For the string "child", search the entries below and copy every line where it appears.

■ ■ ■ ■ ■

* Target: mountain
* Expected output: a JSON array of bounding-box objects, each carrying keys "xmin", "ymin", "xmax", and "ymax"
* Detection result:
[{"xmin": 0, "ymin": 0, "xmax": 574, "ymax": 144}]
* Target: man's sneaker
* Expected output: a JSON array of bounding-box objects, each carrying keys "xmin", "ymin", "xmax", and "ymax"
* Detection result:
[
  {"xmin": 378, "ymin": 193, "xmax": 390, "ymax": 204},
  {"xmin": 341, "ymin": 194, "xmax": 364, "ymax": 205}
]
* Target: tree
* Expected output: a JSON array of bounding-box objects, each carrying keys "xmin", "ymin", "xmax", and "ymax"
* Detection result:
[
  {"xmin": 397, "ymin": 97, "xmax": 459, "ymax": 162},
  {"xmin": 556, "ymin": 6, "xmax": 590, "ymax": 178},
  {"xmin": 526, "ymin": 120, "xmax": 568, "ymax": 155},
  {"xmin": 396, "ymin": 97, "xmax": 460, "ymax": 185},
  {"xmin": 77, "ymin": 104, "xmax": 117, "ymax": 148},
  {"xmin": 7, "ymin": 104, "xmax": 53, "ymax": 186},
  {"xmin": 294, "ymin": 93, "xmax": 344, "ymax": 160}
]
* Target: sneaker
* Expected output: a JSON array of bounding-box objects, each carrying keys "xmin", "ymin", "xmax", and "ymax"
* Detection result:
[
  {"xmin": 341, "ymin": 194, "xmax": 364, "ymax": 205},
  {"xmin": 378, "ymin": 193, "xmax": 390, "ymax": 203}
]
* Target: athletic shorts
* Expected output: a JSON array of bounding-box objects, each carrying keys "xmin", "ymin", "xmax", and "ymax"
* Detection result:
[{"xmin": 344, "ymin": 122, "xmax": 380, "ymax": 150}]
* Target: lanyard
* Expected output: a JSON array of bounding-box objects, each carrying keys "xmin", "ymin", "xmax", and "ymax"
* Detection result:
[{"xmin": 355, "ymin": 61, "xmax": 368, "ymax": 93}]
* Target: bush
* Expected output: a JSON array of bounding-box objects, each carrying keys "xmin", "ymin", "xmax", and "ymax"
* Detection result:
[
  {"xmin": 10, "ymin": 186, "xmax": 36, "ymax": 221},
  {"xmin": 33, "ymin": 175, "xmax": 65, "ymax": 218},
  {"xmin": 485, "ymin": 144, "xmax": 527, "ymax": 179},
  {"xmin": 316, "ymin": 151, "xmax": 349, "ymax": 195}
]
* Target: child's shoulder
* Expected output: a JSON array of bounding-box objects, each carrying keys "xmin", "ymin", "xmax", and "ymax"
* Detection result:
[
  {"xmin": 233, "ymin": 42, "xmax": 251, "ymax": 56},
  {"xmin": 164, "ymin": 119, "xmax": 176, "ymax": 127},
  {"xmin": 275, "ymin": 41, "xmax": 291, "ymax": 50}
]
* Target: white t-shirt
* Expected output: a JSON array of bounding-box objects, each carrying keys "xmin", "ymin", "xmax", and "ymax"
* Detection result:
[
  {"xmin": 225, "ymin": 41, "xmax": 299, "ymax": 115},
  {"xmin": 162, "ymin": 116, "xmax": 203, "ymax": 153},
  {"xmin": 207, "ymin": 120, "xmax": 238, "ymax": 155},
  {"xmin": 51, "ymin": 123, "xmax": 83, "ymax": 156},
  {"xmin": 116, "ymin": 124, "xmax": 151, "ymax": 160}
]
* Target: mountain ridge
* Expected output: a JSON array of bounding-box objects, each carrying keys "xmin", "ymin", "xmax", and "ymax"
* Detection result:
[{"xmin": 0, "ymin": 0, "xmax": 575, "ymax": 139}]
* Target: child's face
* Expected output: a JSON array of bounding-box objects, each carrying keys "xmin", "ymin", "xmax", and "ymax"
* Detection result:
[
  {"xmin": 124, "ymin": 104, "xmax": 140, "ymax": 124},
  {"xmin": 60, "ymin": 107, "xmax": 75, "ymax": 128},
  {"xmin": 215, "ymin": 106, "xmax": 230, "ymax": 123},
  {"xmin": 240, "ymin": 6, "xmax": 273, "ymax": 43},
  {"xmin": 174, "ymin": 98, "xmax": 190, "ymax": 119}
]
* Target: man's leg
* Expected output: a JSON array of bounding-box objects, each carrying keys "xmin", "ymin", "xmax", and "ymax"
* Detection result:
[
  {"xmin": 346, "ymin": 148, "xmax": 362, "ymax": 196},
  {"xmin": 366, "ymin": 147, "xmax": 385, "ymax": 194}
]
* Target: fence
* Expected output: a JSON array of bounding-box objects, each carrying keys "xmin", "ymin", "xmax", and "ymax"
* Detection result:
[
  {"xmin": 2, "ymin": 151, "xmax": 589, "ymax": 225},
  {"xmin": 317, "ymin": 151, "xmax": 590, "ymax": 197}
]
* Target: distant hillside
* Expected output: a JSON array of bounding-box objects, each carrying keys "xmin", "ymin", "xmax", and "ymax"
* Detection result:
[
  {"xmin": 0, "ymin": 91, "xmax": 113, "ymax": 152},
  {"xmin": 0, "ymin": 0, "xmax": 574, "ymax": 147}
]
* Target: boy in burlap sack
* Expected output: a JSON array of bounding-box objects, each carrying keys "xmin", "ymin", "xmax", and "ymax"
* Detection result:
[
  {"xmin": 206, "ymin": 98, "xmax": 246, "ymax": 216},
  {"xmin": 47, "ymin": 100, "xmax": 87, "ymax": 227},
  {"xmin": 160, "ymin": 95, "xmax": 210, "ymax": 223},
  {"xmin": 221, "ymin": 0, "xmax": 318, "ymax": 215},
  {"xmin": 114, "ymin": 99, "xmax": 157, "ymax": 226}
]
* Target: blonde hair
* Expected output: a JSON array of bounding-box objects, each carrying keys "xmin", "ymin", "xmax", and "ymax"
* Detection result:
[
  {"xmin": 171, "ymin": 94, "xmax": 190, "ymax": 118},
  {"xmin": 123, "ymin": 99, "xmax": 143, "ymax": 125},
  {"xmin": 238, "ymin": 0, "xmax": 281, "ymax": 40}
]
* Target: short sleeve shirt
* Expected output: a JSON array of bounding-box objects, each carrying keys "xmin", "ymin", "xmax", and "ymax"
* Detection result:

■ ■ ■ ■ ■

* ANSWER SPACE *
* Target: child's shoulder
* Target: child's face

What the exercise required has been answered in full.